Stored records
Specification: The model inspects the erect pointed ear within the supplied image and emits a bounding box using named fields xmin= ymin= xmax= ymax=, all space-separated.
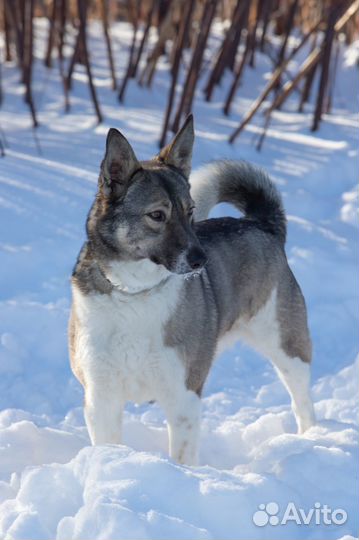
xmin=158 ymin=114 xmax=194 ymax=179
xmin=100 ymin=128 xmax=141 ymax=195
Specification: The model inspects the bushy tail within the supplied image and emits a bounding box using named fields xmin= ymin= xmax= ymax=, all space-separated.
xmin=190 ymin=161 xmax=287 ymax=243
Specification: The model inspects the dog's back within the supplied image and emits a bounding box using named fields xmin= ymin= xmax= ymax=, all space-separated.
xmin=69 ymin=118 xmax=314 ymax=463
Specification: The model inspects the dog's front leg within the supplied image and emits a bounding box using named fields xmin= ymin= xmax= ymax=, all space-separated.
xmin=85 ymin=373 xmax=124 ymax=445
xmin=163 ymin=388 xmax=201 ymax=465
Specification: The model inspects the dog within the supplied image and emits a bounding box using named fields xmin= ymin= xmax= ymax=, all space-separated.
xmin=69 ymin=116 xmax=314 ymax=465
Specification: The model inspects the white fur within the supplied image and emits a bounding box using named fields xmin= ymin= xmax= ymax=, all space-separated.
xmin=106 ymin=259 xmax=172 ymax=294
xmin=73 ymin=263 xmax=200 ymax=464
xmin=73 ymin=270 xmax=314 ymax=464
xmin=224 ymin=289 xmax=315 ymax=433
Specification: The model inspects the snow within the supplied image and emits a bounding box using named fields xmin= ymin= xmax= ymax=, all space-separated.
xmin=0 ymin=19 xmax=359 ymax=540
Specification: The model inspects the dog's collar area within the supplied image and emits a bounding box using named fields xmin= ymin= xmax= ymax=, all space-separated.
xmin=98 ymin=263 xmax=173 ymax=297
xmin=110 ymin=276 xmax=172 ymax=297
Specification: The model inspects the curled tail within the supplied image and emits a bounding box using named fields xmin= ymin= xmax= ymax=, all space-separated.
xmin=190 ymin=161 xmax=287 ymax=243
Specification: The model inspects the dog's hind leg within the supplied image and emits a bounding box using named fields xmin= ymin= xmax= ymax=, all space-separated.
xmin=84 ymin=373 xmax=123 ymax=445
xmin=270 ymin=350 xmax=315 ymax=433
xmin=161 ymin=388 xmax=201 ymax=465
xmin=243 ymin=282 xmax=315 ymax=433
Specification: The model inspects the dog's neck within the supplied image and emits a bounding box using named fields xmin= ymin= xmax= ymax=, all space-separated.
xmin=104 ymin=259 xmax=173 ymax=294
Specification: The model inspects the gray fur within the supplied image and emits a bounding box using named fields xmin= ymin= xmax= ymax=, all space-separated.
xmin=70 ymin=118 xmax=311 ymax=395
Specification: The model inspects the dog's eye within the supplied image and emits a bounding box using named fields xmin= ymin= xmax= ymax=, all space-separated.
xmin=147 ymin=210 xmax=166 ymax=221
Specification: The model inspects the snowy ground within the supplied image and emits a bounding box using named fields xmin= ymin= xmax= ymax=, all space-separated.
xmin=0 ymin=19 xmax=359 ymax=540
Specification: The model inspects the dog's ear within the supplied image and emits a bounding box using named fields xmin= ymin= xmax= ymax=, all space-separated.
xmin=100 ymin=128 xmax=141 ymax=196
xmin=157 ymin=114 xmax=194 ymax=179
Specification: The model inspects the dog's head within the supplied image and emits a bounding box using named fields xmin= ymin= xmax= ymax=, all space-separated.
xmin=87 ymin=116 xmax=206 ymax=274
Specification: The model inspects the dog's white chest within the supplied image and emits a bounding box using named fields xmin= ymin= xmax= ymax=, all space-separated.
xmin=74 ymin=279 xmax=185 ymax=402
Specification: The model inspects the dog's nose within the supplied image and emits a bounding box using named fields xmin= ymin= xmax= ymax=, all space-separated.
xmin=187 ymin=247 xmax=207 ymax=270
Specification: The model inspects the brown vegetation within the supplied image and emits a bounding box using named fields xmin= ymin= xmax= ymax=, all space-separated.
xmin=0 ymin=0 xmax=359 ymax=147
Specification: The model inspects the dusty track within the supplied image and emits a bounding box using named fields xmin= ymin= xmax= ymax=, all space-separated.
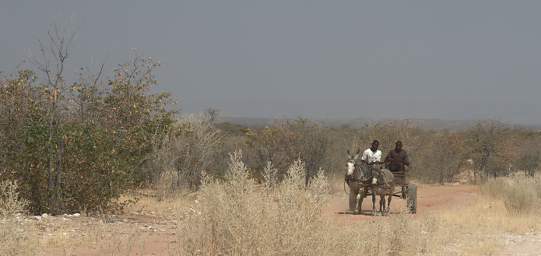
xmin=325 ymin=182 xmax=479 ymax=222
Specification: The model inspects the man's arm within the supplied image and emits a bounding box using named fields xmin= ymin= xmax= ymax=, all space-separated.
xmin=403 ymin=151 xmax=410 ymax=167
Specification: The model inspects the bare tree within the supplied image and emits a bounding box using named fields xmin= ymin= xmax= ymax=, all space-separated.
xmin=32 ymin=25 xmax=75 ymax=213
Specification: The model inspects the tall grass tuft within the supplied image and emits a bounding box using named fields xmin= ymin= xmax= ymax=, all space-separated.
xmin=481 ymin=177 xmax=541 ymax=215
xmin=177 ymin=152 xmax=431 ymax=255
xmin=0 ymin=180 xmax=28 ymax=217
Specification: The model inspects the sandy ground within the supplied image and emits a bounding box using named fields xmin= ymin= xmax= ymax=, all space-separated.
xmin=326 ymin=185 xmax=479 ymax=222
xmin=20 ymin=185 xmax=541 ymax=255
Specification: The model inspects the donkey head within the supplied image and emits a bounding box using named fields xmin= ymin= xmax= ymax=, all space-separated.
xmin=346 ymin=149 xmax=361 ymax=175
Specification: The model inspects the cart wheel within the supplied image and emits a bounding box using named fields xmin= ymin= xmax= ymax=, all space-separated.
xmin=406 ymin=184 xmax=417 ymax=214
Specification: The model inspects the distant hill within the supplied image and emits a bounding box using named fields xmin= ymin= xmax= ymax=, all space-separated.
xmin=219 ymin=117 xmax=541 ymax=131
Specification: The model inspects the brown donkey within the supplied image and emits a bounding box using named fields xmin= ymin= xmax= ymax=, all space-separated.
xmin=372 ymin=167 xmax=395 ymax=215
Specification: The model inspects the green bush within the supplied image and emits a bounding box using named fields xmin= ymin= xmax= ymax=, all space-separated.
xmin=0 ymin=57 xmax=174 ymax=214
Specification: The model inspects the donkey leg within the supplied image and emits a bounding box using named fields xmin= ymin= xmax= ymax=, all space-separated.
xmin=357 ymin=188 xmax=365 ymax=213
xmin=349 ymin=187 xmax=359 ymax=212
xmin=387 ymin=191 xmax=393 ymax=214
xmin=372 ymin=189 xmax=376 ymax=216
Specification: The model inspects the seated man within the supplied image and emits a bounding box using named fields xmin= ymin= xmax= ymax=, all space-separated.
xmin=361 ymin=140 xmax=382 ymax=184
xmin=361 ymin=140 xmax=381 ymax=165
xmin=385 ymin=141 xmax=410 ymax=184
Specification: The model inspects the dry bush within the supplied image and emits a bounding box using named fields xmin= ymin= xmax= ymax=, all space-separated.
xmin=175 ymin=153 xmax=334 ymax=255
xmin=0 ymin=181 xmax=28 ymax=217
xmin=173 ymin=153 xmax=434 ymax=255
xmin=481 ymin=177 xmax=541 ymax=214
xmin=0 ymin=218 xmax=38 ymax=256
xmin=153 ymin=115 xmax=222 ymax=191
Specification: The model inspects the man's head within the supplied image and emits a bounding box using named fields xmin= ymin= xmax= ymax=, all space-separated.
xmin=394 ymin=141 xmax=402 ymax=151
xmin=370 ymin=140 xmax=379 ymax=151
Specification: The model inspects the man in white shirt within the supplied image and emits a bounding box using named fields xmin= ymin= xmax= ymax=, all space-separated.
xmin=361 ymin=140 xmax=382 ymax=165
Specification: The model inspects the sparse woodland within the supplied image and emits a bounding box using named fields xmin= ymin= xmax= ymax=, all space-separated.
xmin=0 ymin=29 xmax=541 ymax=255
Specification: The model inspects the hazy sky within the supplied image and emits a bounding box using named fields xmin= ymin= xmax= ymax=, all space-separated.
xmin=0 ymin=0 xmax=541 ymax=124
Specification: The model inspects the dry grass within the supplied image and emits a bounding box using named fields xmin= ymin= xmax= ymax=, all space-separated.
xmin=5 ymin=169 xmax=541 ymax=255
xmin=0 ymin=180 xmax=28 ymax=218
xmin=481 ymin=176 xmax=541 ymax=215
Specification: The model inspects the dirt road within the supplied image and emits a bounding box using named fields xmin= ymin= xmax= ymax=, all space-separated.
xmin=325 ymin=185 xmax=479 ymax=221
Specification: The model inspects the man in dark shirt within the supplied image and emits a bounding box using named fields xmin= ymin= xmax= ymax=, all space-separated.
xmin=385 ymin=141 xmax=410 ymax=174
xmin=385 ymin=141 xmax=410 ymax=198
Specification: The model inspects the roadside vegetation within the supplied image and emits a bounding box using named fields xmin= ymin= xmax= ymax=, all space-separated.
xmin=0 ymin=27 xmax=541 ymax=255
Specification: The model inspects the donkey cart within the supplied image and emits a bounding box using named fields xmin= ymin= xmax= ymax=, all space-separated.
xmin=349 ymin=172 xmax=417 ymax=215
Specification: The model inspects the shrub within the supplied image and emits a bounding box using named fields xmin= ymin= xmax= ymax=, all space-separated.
xmin=481 ymin=177 xmax=541 ymax=214
xmin=179 ymin=152 xmax=332 ymax=255
xmin=0 ymin=180 xmax=28 ymax=217
xmin=0 ymin=54 xmax=174 ymax=214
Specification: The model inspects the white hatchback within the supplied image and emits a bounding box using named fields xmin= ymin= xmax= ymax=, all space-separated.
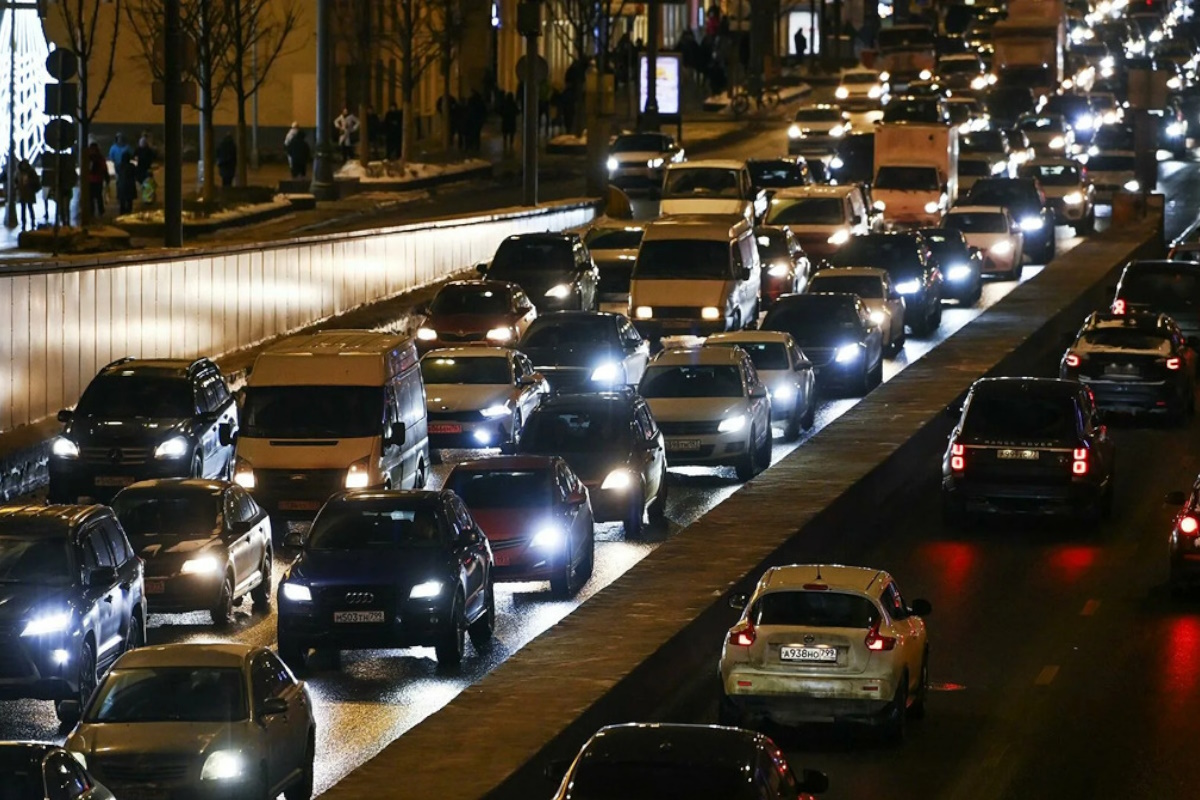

* TASK GOAL
Write out everything from the line containing "Specification: The model inspects the donkey head" down to the line containing "xmin=219 ymin=117 xmax=541 ymax=131", swapping "cart wheel" for "wagon wheel" and leaving everything else unchanged.

* RESULT
Specification: The model inspects the donkey head within the supplied image and emits a bounding box using named fields xmin= ymin= xmax= ymax=, all space-separated.
xmin=346 ymin=149 xmax=361 ymax=175
Specification: The model inspects the wagon wheel within the supplied image and emits a bounding box using named fields xmin= ymin= xmax= ymax=, all space-separated.
xmin=406 ymin=184 xmax=417 ymax=214
Specification: The model inspects the distant hill within the supplied image and emits a bounding box using named fields xmin= ymin= xmax= ymax=, all space-separated.
xmin=219 ymin=117 xmax=541 ymax=131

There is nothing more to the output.